* Consigne *
Quelles lignes des enregistrements contiennent le mot « pillar » ? Relevez-les toutes et recopiez chacune en entier.

* Enregistrements fournis *
##############################

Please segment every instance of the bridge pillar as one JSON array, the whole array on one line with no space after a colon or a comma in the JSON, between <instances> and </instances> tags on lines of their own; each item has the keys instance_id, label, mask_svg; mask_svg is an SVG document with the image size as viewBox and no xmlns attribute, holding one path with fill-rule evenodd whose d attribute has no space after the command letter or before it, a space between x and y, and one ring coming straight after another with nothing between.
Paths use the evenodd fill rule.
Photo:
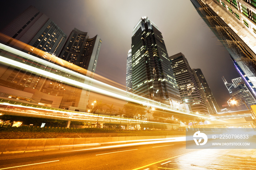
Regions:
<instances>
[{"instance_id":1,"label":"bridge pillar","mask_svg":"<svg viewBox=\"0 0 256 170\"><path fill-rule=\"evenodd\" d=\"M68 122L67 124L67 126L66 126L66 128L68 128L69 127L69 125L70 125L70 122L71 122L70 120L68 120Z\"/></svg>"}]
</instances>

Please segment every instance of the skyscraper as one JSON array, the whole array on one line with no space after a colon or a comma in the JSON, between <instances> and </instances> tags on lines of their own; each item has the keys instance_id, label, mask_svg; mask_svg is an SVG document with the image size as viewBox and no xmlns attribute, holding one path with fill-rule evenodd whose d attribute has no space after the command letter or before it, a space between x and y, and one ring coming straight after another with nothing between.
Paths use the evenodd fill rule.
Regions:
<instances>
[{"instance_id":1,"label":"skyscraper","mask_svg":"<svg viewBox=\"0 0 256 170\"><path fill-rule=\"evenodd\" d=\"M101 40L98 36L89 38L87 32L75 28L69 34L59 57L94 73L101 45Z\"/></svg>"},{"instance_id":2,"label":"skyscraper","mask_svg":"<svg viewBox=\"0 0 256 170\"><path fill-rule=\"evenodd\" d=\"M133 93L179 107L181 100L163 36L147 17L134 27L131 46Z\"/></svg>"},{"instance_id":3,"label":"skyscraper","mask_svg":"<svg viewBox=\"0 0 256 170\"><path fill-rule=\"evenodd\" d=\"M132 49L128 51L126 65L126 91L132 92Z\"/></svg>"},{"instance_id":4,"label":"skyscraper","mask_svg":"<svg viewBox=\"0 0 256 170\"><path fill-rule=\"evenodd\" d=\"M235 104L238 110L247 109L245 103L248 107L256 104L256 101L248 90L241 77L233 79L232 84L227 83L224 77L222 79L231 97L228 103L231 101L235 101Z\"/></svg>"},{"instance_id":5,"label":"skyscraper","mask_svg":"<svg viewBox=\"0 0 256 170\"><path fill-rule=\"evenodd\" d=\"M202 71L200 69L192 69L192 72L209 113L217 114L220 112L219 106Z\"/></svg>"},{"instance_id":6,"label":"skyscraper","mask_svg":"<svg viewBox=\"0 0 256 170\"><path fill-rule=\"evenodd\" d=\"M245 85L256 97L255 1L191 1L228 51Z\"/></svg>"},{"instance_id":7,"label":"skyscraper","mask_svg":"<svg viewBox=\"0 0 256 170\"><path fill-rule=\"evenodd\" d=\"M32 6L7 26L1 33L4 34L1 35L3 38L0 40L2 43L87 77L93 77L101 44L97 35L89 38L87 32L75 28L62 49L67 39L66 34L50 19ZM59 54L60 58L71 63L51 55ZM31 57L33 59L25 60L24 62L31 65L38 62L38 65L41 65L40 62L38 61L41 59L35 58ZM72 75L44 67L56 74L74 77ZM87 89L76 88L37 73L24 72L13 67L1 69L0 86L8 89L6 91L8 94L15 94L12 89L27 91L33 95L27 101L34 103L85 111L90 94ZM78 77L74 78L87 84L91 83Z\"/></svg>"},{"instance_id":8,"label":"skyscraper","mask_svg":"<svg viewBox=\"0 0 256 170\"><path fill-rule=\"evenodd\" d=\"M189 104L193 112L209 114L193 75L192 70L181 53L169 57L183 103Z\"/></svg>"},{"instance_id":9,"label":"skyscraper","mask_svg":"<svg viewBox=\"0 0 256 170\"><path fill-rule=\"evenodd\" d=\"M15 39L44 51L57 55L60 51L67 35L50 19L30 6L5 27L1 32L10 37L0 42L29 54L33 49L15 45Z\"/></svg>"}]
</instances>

##############################

* Résultat obtenu *
Please segment every instance of the bridge pillar as one JSON array, the whole array on one line with no space after a colon or a comma in the JSON, between <instances> and </instances> tags on lines of their own; each item has the keys instance_id, label, mask_svg; mask_svg is an SVG document with the image size as viewBox and no xmlns attribute, holding one path with fill-rule evenodd whose d attribute has no space after the command letter or before it, a space between x and y, and one ring coming straight after another with nothing between.
[{"instance_id":1,"label":"bridge pillar","mask_svg":"<svg viewBox=\"0 0 256 170\"><path fill-rule=\"evenodd\" d=\"M68 122L67 124L67 126L66 126L66 128L68 128L69 127L69 125L70 125L70 122L71 122L70 120L68 120Z\"/></svg>"}]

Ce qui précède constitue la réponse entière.